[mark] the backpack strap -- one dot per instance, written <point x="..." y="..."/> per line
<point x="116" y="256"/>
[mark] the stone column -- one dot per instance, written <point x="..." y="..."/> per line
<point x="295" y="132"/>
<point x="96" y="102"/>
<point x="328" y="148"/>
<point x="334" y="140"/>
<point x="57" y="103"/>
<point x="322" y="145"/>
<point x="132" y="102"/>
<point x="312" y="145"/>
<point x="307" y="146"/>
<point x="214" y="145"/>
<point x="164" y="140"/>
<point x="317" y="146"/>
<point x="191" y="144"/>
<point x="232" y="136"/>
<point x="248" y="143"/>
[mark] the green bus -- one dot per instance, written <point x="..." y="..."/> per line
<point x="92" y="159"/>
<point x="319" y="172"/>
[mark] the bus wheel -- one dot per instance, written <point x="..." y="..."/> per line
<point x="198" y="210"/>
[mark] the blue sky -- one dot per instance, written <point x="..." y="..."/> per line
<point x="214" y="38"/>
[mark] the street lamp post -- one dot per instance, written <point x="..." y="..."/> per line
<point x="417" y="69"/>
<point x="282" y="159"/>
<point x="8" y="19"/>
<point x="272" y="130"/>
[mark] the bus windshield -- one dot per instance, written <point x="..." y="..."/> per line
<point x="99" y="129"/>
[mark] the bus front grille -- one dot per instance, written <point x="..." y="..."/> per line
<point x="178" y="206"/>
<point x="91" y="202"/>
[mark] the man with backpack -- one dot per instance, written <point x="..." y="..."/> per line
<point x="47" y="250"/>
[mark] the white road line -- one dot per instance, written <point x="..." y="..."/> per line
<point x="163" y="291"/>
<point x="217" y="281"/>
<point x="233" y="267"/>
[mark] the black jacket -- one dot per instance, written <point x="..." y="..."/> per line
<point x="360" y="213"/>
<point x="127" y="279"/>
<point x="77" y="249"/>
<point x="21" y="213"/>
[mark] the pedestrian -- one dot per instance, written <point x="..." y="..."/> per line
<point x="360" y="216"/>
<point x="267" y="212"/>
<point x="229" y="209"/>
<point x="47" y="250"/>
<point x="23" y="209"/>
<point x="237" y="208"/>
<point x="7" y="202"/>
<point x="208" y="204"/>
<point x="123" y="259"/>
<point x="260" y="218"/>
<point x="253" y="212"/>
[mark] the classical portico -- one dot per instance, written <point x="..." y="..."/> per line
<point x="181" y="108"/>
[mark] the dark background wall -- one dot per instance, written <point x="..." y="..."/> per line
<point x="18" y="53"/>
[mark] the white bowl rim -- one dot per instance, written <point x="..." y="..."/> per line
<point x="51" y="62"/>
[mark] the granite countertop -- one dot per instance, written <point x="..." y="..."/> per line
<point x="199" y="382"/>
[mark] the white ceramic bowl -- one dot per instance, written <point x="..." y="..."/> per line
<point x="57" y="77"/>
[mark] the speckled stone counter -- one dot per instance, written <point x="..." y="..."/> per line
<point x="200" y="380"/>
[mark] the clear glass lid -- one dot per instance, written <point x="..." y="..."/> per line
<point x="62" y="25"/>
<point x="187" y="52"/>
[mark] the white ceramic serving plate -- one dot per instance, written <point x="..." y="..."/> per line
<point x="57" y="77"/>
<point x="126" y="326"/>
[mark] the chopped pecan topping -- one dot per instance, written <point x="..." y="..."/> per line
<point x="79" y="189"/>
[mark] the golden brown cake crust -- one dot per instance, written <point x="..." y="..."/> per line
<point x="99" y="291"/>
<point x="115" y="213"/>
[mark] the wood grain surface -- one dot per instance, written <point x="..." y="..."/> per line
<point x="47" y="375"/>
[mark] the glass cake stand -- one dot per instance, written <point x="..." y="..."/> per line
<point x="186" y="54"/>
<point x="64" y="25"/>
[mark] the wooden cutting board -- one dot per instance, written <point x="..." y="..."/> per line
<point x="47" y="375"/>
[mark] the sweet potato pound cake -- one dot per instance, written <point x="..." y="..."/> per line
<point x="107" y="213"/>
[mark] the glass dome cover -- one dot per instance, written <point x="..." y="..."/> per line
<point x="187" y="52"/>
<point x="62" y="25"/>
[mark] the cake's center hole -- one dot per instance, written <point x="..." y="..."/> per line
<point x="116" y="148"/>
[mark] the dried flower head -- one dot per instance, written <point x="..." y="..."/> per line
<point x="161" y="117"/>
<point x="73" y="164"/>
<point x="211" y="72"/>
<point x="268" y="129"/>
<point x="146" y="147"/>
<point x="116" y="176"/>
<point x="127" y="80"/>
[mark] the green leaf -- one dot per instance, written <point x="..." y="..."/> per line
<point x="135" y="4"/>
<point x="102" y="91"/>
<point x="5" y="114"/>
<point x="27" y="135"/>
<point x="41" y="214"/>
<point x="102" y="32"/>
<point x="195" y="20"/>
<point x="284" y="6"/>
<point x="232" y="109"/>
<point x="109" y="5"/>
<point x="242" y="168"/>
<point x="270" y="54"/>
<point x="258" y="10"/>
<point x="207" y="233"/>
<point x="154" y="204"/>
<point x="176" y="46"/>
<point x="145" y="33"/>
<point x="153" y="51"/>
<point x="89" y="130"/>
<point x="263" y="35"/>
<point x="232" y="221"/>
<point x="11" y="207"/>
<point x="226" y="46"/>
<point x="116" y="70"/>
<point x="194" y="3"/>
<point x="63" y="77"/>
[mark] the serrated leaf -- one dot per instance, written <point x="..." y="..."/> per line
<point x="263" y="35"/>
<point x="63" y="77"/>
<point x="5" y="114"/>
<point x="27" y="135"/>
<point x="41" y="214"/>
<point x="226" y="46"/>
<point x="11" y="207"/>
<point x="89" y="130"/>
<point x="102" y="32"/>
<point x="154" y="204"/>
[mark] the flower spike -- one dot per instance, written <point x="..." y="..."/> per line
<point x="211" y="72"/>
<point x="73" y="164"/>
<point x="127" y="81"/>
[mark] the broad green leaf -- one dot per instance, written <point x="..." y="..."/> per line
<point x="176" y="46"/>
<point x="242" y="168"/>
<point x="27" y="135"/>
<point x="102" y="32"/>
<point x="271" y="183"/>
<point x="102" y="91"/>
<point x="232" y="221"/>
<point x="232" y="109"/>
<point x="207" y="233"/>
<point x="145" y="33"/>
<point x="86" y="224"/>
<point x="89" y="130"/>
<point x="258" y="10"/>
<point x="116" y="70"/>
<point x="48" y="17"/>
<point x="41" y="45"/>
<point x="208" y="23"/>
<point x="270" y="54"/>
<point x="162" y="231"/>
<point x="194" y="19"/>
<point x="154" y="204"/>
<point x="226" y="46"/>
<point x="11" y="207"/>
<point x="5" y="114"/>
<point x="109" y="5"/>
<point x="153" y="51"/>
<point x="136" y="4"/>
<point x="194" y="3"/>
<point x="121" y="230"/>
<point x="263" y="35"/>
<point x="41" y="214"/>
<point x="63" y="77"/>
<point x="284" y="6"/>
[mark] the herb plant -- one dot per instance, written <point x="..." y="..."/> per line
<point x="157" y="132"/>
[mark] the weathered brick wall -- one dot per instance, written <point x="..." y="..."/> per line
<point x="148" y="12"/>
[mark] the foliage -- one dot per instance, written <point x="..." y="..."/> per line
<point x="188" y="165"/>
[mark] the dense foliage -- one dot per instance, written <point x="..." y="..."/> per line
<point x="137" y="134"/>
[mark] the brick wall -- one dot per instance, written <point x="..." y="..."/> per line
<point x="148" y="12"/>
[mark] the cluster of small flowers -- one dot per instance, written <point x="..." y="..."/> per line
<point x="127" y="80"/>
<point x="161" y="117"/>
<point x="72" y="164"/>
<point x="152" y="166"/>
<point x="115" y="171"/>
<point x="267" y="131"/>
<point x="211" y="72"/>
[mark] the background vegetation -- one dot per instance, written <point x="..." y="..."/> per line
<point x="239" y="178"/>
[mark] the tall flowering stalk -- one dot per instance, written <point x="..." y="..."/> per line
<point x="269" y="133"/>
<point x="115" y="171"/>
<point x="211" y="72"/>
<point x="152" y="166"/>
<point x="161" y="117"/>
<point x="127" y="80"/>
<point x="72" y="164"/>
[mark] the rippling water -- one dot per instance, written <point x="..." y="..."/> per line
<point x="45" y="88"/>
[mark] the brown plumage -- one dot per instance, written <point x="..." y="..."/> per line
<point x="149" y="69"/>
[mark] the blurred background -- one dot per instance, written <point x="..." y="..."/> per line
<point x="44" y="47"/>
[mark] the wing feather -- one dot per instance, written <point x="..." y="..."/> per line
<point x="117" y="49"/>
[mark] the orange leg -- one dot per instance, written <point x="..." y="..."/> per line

──────

**The request:** Return exactly the lines from the one containing "[mark] the cluster" to the last line of the data, and nothing more.

**Expected answer:**
[mark] the cluster of small flowers -- one dot per instance, written <point x="..." y="..."/> per line
<point x="127" y="80"/>
<point x="161" y="117"/>
<point x="72" y="164"/>
<point x="152" y="166"/>
<point x="115" y="171"/>
<point x="267" y="131"/>
<point x="211" y="72"/>
[mark] the background vegetation -- one dot per instance, written <point x="..." y="..."/> per line
<point x="239" y="178"/>
[mark] the tall flowering stalk -- one dot per instance, written <point x="..." y="..."/> per line
<point x="269" y="133"/>
<point x="115" y="171"/>
<point x="211" y="72"/>
<point x="152" y="166"/>
<point x="161" y="117"/>
<point x="127" y="80"/>
<point x="72" y="164"/>
[mark] the rippling water -- one dot per instance, written <point x="..." y="..."/> per line
<point x="45" y="88"/>
[mark] the brown plumage -- one dot per instance, written <point x="..." y="..."/> per line
<point x="149" y="69"/>
[mark] the blurred background -- one dot per instance, written <point x="..." y="..."/> per line
<point x="44" y="47"/>
[mark] the wing feather -- one dot per instance, written <point x="..." y="..."/> per line
<point x="117" y="49"/>
[mark] the orange leg -- one dot per instance, written <point x="..." y="..."/> per line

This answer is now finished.